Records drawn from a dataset
---+---

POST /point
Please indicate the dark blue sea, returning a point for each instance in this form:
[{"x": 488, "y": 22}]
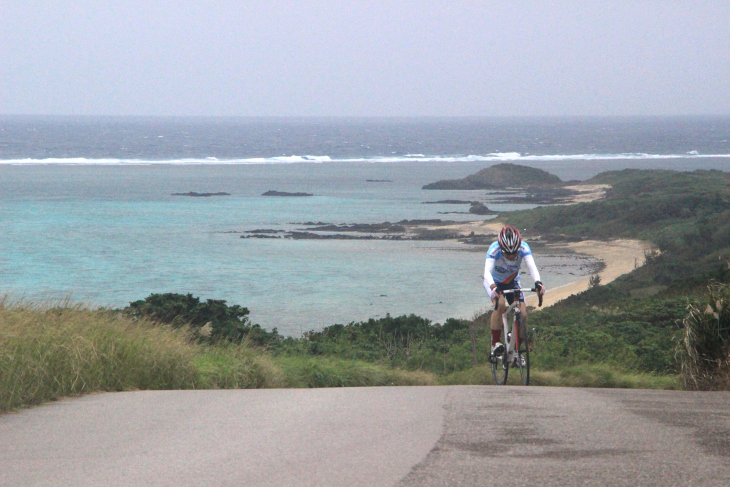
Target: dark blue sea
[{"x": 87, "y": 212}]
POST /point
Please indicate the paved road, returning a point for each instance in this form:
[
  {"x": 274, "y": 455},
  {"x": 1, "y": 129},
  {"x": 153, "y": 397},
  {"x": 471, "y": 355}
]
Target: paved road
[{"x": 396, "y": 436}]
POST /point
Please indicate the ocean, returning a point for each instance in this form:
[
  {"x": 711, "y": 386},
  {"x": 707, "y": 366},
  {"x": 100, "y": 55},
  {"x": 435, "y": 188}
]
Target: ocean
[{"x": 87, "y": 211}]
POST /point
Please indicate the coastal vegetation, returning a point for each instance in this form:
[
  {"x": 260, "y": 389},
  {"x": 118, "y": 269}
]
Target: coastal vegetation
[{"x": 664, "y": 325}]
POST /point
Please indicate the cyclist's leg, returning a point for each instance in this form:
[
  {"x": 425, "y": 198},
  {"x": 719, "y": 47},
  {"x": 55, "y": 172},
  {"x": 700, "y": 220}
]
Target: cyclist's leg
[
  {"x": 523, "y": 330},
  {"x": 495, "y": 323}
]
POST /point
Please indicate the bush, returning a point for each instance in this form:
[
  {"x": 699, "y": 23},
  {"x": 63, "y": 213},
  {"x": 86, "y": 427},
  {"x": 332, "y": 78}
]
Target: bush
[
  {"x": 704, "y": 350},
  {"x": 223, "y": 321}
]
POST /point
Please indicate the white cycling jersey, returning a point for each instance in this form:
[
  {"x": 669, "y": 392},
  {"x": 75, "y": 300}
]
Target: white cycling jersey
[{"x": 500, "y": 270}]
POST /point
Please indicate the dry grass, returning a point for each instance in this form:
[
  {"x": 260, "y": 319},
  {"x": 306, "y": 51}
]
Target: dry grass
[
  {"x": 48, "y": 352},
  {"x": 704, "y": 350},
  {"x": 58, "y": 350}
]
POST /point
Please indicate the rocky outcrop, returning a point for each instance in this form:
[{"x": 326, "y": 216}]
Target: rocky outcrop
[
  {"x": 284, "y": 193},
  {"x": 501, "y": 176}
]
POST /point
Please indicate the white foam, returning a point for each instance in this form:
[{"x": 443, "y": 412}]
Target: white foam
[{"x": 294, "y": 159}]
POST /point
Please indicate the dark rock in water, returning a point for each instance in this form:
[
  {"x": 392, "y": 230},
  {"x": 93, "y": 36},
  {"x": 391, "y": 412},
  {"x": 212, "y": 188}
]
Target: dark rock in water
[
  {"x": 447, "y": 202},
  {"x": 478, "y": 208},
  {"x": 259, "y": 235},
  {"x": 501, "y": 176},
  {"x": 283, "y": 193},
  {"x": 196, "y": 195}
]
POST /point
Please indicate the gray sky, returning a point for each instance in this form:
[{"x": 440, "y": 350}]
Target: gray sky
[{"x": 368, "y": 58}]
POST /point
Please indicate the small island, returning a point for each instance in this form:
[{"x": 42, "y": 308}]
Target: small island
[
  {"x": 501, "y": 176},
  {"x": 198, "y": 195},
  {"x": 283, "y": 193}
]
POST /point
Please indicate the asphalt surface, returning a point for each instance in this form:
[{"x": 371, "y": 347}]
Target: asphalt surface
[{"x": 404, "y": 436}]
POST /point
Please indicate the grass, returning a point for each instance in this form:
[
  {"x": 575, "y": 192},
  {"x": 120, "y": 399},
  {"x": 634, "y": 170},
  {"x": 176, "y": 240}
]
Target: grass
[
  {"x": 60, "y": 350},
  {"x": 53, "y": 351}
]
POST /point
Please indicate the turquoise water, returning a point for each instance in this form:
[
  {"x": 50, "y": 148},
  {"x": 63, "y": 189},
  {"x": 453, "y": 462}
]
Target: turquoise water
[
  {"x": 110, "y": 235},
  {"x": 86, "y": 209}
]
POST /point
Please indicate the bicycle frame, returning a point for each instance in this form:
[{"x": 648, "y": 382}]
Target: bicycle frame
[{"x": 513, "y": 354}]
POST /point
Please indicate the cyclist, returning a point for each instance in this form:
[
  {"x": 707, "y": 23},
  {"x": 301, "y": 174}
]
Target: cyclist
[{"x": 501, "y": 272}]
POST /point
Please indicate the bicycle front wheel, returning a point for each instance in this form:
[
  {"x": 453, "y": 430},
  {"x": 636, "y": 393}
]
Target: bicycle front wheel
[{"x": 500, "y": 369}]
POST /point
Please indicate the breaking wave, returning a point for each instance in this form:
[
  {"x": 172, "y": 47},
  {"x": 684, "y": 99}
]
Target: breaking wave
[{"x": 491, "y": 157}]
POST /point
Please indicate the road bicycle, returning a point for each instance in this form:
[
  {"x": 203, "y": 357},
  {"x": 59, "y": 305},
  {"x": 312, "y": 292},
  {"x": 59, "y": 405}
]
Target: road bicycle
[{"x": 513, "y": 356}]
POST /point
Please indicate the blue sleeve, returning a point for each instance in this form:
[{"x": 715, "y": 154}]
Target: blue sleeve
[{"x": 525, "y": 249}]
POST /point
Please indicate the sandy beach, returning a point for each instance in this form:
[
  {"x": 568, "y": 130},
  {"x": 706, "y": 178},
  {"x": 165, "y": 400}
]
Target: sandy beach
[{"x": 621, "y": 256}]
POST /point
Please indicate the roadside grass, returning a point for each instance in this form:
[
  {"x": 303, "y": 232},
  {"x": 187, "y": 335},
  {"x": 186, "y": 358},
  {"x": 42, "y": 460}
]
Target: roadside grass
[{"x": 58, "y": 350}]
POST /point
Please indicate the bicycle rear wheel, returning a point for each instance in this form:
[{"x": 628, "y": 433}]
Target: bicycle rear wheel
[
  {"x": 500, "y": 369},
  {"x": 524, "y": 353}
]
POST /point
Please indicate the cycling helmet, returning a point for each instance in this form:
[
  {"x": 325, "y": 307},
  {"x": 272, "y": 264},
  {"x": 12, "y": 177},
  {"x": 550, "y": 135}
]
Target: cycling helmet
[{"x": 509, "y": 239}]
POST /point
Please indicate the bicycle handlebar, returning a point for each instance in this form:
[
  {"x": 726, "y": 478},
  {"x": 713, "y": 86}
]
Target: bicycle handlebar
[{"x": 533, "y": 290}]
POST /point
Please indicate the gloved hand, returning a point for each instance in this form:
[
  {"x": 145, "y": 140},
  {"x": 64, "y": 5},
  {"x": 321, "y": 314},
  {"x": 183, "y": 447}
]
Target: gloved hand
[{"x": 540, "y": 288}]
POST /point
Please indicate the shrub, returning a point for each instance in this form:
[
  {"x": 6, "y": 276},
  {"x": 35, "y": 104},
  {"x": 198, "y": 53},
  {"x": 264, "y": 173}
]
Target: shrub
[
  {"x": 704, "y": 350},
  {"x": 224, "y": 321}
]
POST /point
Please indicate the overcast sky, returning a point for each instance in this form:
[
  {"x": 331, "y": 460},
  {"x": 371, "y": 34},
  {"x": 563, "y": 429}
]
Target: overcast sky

---+---

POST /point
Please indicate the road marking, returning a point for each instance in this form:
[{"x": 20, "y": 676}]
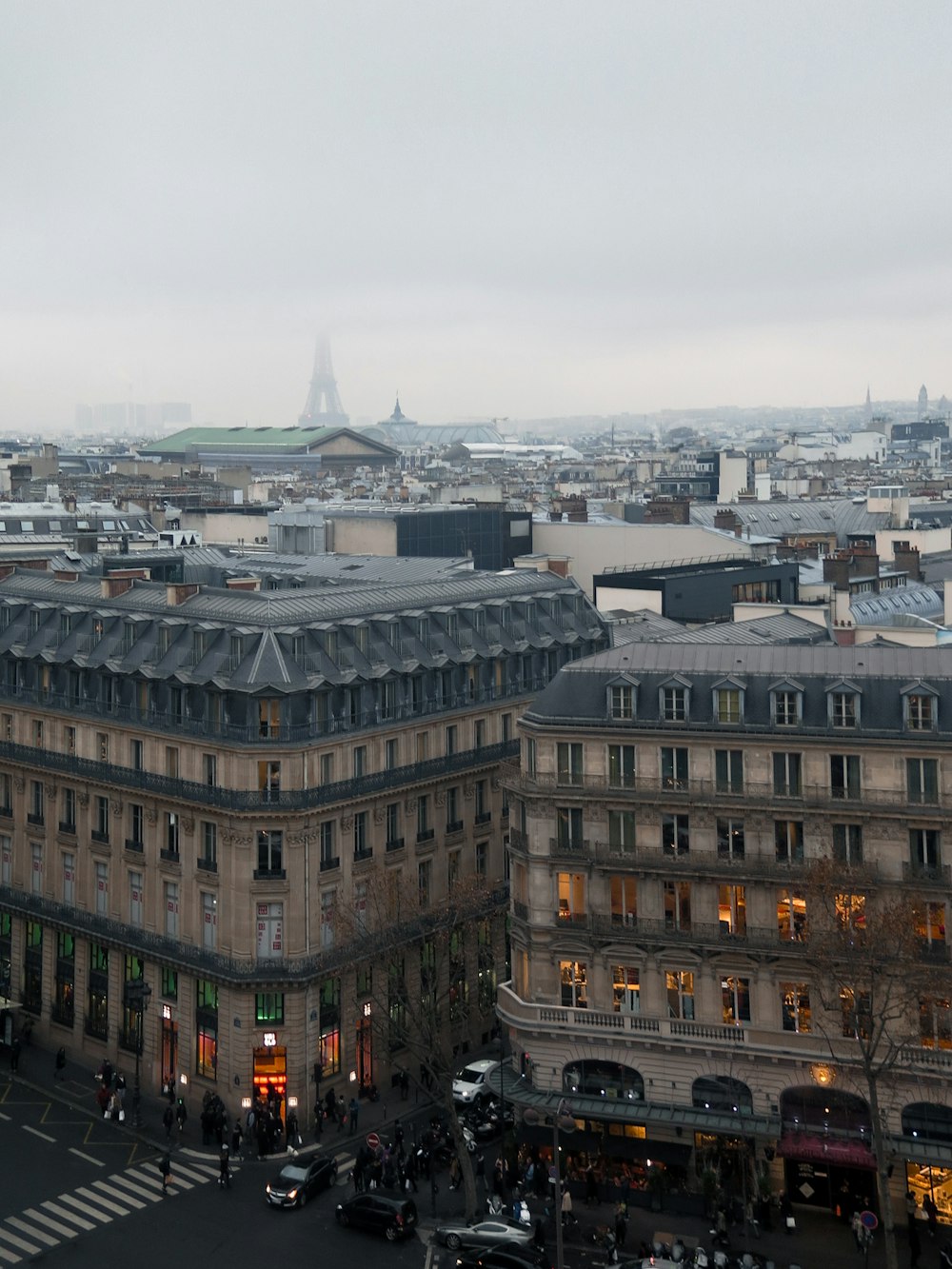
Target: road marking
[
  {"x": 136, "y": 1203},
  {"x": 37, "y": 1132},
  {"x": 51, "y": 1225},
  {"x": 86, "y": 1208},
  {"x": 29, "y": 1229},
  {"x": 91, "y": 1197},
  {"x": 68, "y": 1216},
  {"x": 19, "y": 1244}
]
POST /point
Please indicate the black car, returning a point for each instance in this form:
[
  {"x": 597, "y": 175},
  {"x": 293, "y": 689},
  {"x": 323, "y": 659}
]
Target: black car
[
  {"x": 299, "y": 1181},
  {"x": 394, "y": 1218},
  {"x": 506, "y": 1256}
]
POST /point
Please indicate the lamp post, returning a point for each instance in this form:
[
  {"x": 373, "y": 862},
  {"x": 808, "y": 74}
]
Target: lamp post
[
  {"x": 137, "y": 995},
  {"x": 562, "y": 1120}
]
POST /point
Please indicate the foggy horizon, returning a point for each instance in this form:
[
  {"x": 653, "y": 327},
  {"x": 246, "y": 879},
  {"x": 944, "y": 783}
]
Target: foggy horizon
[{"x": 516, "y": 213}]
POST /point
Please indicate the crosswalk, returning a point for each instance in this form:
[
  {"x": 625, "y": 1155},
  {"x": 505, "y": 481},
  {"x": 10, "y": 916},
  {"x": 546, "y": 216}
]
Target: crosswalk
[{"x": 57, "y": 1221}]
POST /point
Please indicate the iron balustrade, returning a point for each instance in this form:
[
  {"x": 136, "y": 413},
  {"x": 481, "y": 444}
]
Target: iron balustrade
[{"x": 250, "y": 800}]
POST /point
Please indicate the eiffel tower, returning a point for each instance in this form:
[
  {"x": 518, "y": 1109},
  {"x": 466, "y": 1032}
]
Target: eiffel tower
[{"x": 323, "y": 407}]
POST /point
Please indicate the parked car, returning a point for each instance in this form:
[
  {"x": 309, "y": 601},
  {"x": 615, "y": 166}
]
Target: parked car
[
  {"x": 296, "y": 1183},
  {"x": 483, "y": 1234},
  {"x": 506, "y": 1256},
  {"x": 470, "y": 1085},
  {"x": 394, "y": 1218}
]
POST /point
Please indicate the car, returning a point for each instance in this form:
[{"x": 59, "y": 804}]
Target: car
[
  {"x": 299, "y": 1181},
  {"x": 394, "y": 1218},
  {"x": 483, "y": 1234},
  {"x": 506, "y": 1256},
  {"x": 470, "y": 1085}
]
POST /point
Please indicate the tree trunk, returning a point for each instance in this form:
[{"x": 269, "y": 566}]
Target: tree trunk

---+---

Find the lines in the entries above where "overcast" occurs, and copy each of them.

### Task result
Please indicate the overcast sky, returning a point for each instance in this form:
Target: overcast sky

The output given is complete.